→ **What the task requires**:
Answer these questions using the article below on the tuberculosis test.
1. Which inactivation method did the team choose, and for what reasons?
2. What accuracy did the classifier trained with artificial neural networks achieve?
3. Which drug is Mycobacterium bovis often resistant to?

→ **Page excerpt**:
============
New fast test separates human and animal tuberculosis strains

Zoonotic tuberculosis caused by Mycobacterium bovis (Mb) is a neglected form of TB that makes global eradication harder because it looks clinically like human TB and needs different treatment considerations. Scientists led by Ana M. S. Guimarães set out to develop a rapid, high‑throughput test that can tell Mb apart from Mycobacterium tuberculosis (Mtb) isolates. Their goal was to improve diagnostics and surveillance for zoonotic TB in places where animal-derived infections complicate control efforts. To do this they turned to Fourier Transform Infrared Spectroscopy (FT-IRS) and the IR Biotyper® system, applying the technique directly to bacterial material instead of relying on DNA extraction. The study first compared two ways to inactivate the bacteria—paraformaldehyde and boiling—using Mtb and BCG strains grown in liquid culture. Both approaches produced material suitable for FT-IRS, but boiling was chosen because it was simpler and recovered biomass more efficiently. With an inactivation method selected, the team moved on to analyze clinical isolates and to test whether FT-IRS could provide a reliable, rapid fingerprint to separate these tuberculous mycobacteria.

The researchers used FT-IRS to collect spectral fingerprints from Mtb, Mb and a small number of Mycobacterium africanum (Maf) strains. Early work with Mtb and BCG strains confirmed that both paraformaldehyde and boiling allowed spectra to be collected, but boiling made sample preparation easier and improved biomass recovery for analysis. Spectra from clinical isolates were then fed into machine learning approaches to build classifiers. Linear Discriminant Analysis (LDA) and a UPGMA dendrogram showed clear separations between Mtb and Mb ecotypes, demonstrating that the infrared signatures were distinct. The team also trained and internally validated a classifier using artificial neural networks, which achieved 99% accuracy in distinguishing Mb from Mtb in their dataset. Further FT-IRS analysis of the few available Maf strains indicated the method could distinguish Maf from both Mtb and Mb, suggesting broader applicability to other tuberculous mycobacteria. This study is the first to apply FT-IRS to separate tuberculous mycobacteria using the IR Biotyper® platform.

These findings suggest FT-IRS could become a fast, accurate tool for differentiating Mb and Mtb in clinical or laboratory settings. Because Mycobacterium bovis is often resistant to pyrazinamide and causes more extrapulmonary disease, knowing whether an infection is caused by Mb or Mtb has direct consequences for treatment and public health response. FT-IRS offers advantages noted by the authors: it removes the need for DNA extraction, requires less technical expertise than some molecular tests, and provides rapid results suitable for higher-throughput workflows. The ability to distinguish Mycobacterium africanum (Maf) as well expands usefulness in regions where Maf is endemic. If further validated, this approach could strengthen surveillance for zoonotic TB, help target appropriate therapy, and make it easier for laboratories with limited resources to identify and track different TB-causing mycobacteria.
============
→ **Data excerpts**:
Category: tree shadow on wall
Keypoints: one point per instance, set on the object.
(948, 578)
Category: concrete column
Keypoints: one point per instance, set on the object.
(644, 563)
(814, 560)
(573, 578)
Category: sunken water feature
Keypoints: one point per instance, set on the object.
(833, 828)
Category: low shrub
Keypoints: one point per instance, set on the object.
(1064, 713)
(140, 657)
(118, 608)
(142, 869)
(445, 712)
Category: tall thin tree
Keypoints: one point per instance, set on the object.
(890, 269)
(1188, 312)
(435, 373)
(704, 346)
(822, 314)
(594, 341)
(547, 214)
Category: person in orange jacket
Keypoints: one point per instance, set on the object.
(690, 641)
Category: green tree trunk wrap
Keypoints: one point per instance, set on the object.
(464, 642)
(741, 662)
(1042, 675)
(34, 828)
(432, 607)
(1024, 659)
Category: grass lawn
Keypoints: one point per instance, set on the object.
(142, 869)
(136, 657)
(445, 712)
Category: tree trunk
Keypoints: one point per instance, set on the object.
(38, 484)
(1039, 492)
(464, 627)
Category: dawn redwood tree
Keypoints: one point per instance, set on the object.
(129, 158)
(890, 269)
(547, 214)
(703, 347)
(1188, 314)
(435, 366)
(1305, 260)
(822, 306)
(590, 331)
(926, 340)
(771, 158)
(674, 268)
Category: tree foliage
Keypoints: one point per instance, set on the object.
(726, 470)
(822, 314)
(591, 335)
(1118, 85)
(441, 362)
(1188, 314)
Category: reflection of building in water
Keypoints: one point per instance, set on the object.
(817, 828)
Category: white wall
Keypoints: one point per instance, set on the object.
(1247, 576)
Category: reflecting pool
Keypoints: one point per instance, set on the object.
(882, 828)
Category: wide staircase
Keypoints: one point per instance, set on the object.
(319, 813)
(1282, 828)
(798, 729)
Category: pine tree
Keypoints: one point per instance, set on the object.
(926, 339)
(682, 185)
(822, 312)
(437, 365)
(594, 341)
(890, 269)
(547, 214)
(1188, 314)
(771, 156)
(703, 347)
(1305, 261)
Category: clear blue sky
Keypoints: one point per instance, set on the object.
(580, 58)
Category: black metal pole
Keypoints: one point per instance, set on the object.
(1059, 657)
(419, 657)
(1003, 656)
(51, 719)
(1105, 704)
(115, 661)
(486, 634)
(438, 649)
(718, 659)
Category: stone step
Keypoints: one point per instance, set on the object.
============
→ **Task response**:
1. Boiling, because it was simpler and recovered biomass more efficiently.
2. 99% accuracy in distinguishing Mb from Mtb in their dataset.
3. Pyrazinamide.